# Sheriff: Inmate's 'red flag' petition against deputies shows issue with law



## RodneyFarva (Jan 18, 2007)

Greeley Tribune

WELD COUNTY, Colo. — Weld County Sheriff Steve Reams has been one of the most vocal critics against red flag laws since Colorado legislators started considering it in 2019.

When he learned an inmate in the Weld County Jail used the law to ask a judge to remove weapons from Reams and a unit in the jail, he was frustrated to see it being abused in the ways he warned against.

On Feb. 25, Weld District Chief Judge James Hartmann reviewed and denied a temporary extreme risk protection order filed by an inmate of the jail. Reams learned of the petition later that day, when Hartmann forwarded him the dismissal. The inmate will not be named at the request of Reams due to a concern the inmate is seeking notoriety through frivolous complaints.

Deputies “carry shotguns inside the jail intimidating and excessively abusing inmates with these shotguns,” the inmate wrote in the complaint. “These deputys (sic) carry these deadly weapons 24 hours a day patrolling the floors of this jail intimidating and threatening people for the most minor things.”

The “shotguns” the inmate referenced are actually less-than-lethal weapons used by a specialized team of deputies in the jail for situations with enhanced security risks. Hartmann determined the inmate failed to show the deputies posed “a significant risk of causing personal injury to self or others in the near future.”

The law allows family members, roommates or law enforcement to petition courts for an extreme risk protection order. The inmate claimed he regularly resides with Reams and the jail deputies, a question Hartmann did not address. Reams said they’re reviewing the petition front and back to see if any criminal charges apply.

When a Fort Collins woman filed a petition against a Colorado State University police officer and falsely said they shared a child together, police issued an arrest warrant on suspicion of perjury, The Denver Post reported.

“I don’t know that the law doesn’t allow for him to use that interpretation,” Reams said. “I don’t know that I could say he perjured himself at this point based on how poorly this law is written.”

Dataset content
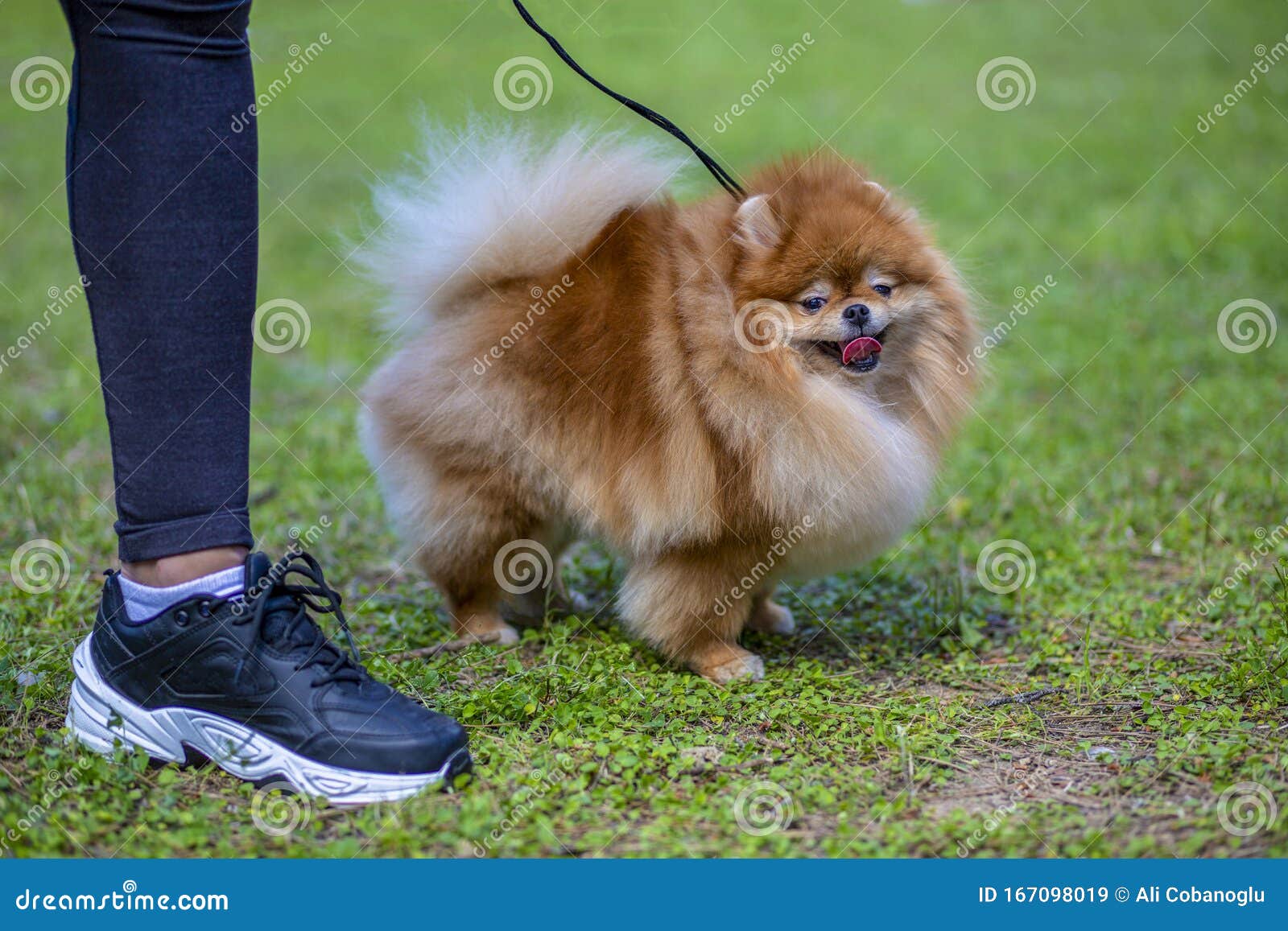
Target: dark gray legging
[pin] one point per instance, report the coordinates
(163, 196)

Exercise task
Please answer these questions from the sheriff article, one per line:
(a) On what date did the chief judge review and deny the inmate's petition?
(b) Which people does the law allow to petition courts for an extreme risk protection order?
(c) What did the Fort Collins woman falsely say in her petition against the police officer?

Written response
(a) Feb. 25.
(b) Family members, roommates or law enforcement.
(c) That she and the officer shared a child together.